Items from a data source:
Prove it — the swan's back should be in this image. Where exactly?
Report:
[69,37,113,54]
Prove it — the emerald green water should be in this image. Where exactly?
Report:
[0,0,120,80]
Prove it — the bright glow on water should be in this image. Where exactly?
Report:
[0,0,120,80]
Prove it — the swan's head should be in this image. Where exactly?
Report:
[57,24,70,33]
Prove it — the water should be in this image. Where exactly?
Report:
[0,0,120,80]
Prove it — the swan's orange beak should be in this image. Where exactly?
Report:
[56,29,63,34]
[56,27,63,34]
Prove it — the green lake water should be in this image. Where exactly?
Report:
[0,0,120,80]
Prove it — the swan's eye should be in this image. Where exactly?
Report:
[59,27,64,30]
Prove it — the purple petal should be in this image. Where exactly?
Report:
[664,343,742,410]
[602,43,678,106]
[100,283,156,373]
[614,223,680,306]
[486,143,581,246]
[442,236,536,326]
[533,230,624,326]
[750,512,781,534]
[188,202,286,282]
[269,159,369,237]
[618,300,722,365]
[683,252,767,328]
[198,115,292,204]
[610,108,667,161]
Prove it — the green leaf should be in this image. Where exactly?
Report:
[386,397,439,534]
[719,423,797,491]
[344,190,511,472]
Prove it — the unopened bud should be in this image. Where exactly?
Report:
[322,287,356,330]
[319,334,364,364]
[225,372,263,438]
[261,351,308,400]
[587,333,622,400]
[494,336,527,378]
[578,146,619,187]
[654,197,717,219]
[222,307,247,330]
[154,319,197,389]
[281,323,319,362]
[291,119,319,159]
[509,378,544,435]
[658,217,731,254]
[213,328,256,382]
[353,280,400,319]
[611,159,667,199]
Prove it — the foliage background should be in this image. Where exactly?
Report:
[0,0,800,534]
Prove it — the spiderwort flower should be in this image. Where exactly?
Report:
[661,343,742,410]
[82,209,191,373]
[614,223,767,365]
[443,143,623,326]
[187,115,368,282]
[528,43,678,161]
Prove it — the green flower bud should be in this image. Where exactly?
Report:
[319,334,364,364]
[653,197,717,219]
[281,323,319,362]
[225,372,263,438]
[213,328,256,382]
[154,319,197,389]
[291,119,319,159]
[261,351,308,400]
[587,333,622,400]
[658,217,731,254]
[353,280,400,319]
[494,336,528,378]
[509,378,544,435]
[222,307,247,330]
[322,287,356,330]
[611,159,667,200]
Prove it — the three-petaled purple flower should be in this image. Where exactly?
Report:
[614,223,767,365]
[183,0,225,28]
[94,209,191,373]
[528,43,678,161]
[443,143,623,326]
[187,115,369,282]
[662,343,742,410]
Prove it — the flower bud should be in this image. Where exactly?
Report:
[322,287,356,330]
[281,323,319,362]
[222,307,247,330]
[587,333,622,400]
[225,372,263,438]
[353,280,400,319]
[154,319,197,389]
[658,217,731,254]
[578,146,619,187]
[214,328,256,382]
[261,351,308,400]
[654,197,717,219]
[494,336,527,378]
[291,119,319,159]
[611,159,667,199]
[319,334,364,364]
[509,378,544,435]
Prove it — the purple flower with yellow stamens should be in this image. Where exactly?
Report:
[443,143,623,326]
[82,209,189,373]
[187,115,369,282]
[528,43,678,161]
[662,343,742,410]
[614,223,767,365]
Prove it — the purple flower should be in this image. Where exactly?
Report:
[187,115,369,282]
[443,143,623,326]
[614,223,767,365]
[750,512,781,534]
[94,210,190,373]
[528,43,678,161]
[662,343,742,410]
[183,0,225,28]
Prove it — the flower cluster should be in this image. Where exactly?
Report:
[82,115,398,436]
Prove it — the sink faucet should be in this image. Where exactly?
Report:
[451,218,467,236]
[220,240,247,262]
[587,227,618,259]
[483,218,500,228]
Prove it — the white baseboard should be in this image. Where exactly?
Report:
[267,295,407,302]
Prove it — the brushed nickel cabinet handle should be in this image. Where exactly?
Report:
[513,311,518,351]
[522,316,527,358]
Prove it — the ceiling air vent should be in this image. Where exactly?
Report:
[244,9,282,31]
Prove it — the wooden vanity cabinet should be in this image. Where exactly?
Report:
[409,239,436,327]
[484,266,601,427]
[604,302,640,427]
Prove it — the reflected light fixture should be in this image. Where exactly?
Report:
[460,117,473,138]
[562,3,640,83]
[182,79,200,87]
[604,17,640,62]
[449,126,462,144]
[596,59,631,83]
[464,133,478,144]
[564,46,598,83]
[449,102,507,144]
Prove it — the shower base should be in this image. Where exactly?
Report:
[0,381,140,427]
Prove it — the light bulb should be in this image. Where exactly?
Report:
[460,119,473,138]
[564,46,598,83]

• _Job_: Repeat the records above verbatim, beginning with the first line and stopping after the line that contains "[56,27,63,34]".

• _Complete answer_:
Prove it — the swan's back should be in this image. Where exactly?
Report:
[69,37,113,54]
Prove it — the emerald green water should be in this image. Where exactly?
Report:
[0,0,120,80]
Prove it — the bright glow on water should be in this image. Where exactly?
Report:
[0,0,120,80]
Prove it — the swan's head should be in this image. Where exactly?
Report:
[57,24,70,33]
Prove it — the water should be in this image. Where exactly?
Report:
[0,0,120,80]
Prove it — the swan's orange beak should be in this image. Where exactly?
Report:
[56,29,63,34]
[56,27,63,34]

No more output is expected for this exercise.